Work to complete. Reproduce every one of the rows below without altering a single character.

Rows from a collection:
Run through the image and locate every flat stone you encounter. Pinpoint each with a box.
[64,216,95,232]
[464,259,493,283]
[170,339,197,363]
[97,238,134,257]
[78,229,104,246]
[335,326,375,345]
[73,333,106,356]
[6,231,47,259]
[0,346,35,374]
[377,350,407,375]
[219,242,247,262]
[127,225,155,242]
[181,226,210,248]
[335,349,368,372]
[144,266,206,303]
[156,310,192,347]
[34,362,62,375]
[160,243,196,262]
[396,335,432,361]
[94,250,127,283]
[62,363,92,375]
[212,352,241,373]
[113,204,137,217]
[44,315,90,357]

Solved exercise.
Run through the image and locate every flat stone you encounter. Pinpoint each with a box.
[64,216,95,232]
[464,259,493,283]
[170,339,197,363]
[97,238,134,257]
[78,229,104,246]
[335,326,375,345]
[73,333,106,356]
[6,231,47,259]
[0,346,35,374]
[377,350,407,375]
[219,242,247,262]
[127,225,155,242]
[181,226,210,248]
[335,349,368,372]
[144,266,206,303]
[156,310,192,347]
[34,362,62,375]
[160,243,196,262]
[396,335,432,361]
[94,250,127,283]
[62,363,92,375]
[212,352,241,373]
[113,204,137,217]
[44,315,90,357]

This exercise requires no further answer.